===== PROVIDED PASSAGE =====
Lauren Tomasich, Stephen Armstrong
Mar 31, 2021
A recent decision of the U.K. Supreme Court may help clarify which law governs an arbitration clause in a commercial contract when the parties have not made that preference explicit.
An international commercial contract containing an arbitration clause potentially engages three separate systems of law. The first is the law of the main contract containing the arbitration clause. The second is the procedural law of the arbitration, which is the arbitration law of the “seat” or the place chosen for the arbitration in the arbitration clause. The third system that may be relevant is the law of the arbitration clause, which governs, among other things, the validity and scope of the parties’ agreement to submit disputes to arbitration.
Parties to international commercial contracts often include an express choice of law for both the main contract and the seat of the arbitration, but do not typically do so for the law that governs the arbitration clause itself. For example, the parties may stipulate that their agreement is governed by Russian law, with any disputes to be resolved through arbitration in London, England. In this instance, the law of the main contract is the law of Russia and the procedural law of the arbitration is that of England. But what law governs questions about the arbitration clause itself?
The law applicable to the arbitration clause is a significant issue to consider when drafting international contracts that provide for arbitration. In particular, where the parties choose the law of one jurisdiction to govern the main contract and provide for the seat of arbitration in a different jurisdiction, important issues such as whether a dispute falls within the scope of the arbitration clause or whether the clause is invalid, may be decided differently under these different legal systems. This scenario gives rise to the difficult question of whether the parties intended the arbitration clause to be governed by the law of the main contract or by the law of the seat.v
The U.K. Supreme Court has recently provided helpful guidance on this question in Enka Insaat Ve Sanayi AS v OOO Insurance Company Chubb,  UKSC 38. It established a general rule that a choice of law for the main contract should be construed as the parties’ implied choice of law for their agreement to arbitrate, even where the main contract law differs from the seat of the arbitration. In the absence of any choice of law, however, the Court found that the law of the seat of the arbitration will generally be the most closely connected legal system to the agreement to arbitrate and, thus, the applicable law for the arbitration clause.
===== DATA SHOWN =====
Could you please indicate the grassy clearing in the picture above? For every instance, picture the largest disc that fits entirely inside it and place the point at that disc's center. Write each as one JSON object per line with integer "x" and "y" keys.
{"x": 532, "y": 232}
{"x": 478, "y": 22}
=====
EXERCISE REQUIREMENTS:
[1] Translate this sentence from the article on arbitration clauses into Spanish: "The law applicable to the arbitration clause is a significant issue to consider when drafting international contracts that provide for arbitration."
[2] Resume the article on arbitration clauses, writing on from the end of its last paragraph.

IN RESPONSE:
[1] La ley aplicable a la cláusula arbitral es una cuestión importante que debe tenerse en cuenta al redactar contratos internacionales que prevén el arbitraje.

[2]
Background facts and procedural history
In February 2016, a power plant in Berezovskaya, Russia, was severely damaged by fire. Enka was a subcontractor involved in the construction of the plant. Chubb was the insurer for the owner of the plant. The owner had taken an assignment of the rights that the general contractor held under its subcontract with Enka. In May 2019, exercising its right of subrogation, Chubb commenced proceedings in a Moscow court against Enka for damages in relation to the fire at the plant.
Enka’s subcontract, however, included a term providing for arbitration pursuant to the International Chamber of Commerce’s arbitration rules, with London, England as the place of the arbitration. Enka commenced proceedings in the Commercial Court in England, seeking an order restraining Chubb from litigating in violation of the arbitration clause (anti-suit injunction). It also applied to the Moscow court for a stay of the litigation.
The parties took opposing positions on the law applicable to the arbitration clause. Chubb argued that the arbitration clause was governed by Russian law because the parties impliedly chose Russian law for the main contract. It also argued that the English Commercial Court should decline to rule on the issue as a matter of judicial comity or discretion given the stay proceedings pending in the Moscow court. Enka, on the other hand, argued that the arbitration clause was governed by English law as the law of the seat. It also took the position that an English court could grant an anti-suit injunction regardless of the applicable law because the arbitration was seated in England.
The Commercial Court dismissed Enka’s claim for an anti-suit injunction on the grounds that England was not the most appropriate forum to seek such relief. The English Court of Appeal reversed the Commercial Court’s decision and granted the anti-suit injunction. The Court of Appeal found that the seat of the arbitration is always an appropriate forum in which to seek an anti-suit injunction. The Court of Appeal also established a general rule that in the absence of an express choice of law for the arbitration agreement, the law of the seat should be considered the parties’ presumptive implied choice of law for the arbitration clause.
The supreme court’s decision
A 3–2 majority of the U.K. Supreme Court dismissed Chubb’s appeal, thereby affirming the English Court of Appeal’s decision to grant an anti-suit injunction. All five members of the panel, however, disagreed with the Court of Appeal’s ruling that the law of the seat should be the presumptive choice of law for the arbitration clause. Instead, they found that when the parties’ had chosen a law to govern the main contract, that choice should be their presumptive choice for the arbitration clause.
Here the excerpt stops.